===== Material shown

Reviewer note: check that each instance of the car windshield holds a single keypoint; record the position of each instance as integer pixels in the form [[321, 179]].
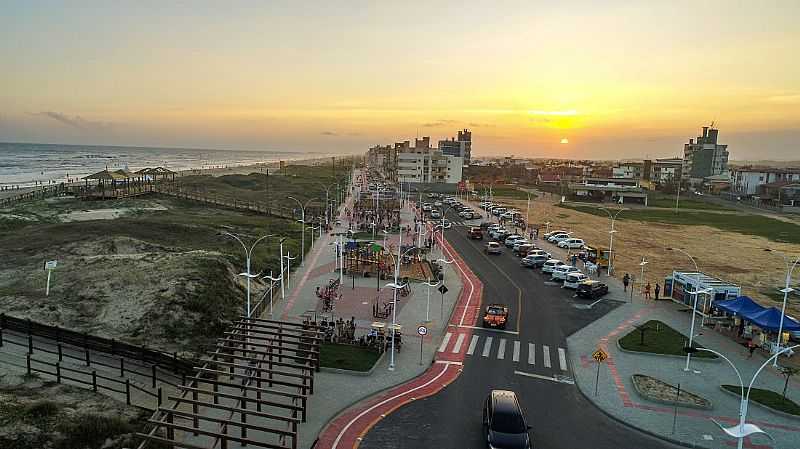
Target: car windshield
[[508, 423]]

==========
===== Material shown

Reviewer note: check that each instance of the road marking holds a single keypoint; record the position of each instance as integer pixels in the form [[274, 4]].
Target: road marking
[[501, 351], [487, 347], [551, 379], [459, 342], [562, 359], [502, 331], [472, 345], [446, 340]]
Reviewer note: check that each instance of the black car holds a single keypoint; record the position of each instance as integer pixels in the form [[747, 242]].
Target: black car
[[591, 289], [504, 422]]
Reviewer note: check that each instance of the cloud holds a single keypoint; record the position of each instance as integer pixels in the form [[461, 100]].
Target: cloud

==========
===== Material shown

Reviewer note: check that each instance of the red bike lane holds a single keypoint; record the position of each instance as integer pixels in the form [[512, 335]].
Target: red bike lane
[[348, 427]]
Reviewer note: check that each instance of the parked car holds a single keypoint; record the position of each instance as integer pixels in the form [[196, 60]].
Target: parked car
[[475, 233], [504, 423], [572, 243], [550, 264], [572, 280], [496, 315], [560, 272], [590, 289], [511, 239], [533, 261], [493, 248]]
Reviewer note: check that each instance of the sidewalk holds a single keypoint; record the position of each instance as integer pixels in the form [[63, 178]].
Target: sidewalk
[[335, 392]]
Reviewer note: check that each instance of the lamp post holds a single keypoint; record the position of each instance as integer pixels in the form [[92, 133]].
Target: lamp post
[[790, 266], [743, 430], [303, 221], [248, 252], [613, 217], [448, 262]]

==========

*Instruction:*
Rewrite every line, beginning at the one that contains "Reviewer note: check that each instance of the car" and stopping after the one that contains "[[508, 423]]". Multiply each point coordinate in the bracketed answer by 1.15 and round to whole numbers with halves going up, but leave the sample pair after "in the form" unchanged and omit the picture.

*Task result:*
Reviewer note: check that each instance of the car windshield holds a single keypoint; record the position of each instance as integer pixels in the form [[321, 179]].
Target: car windshield
[[584, 486]]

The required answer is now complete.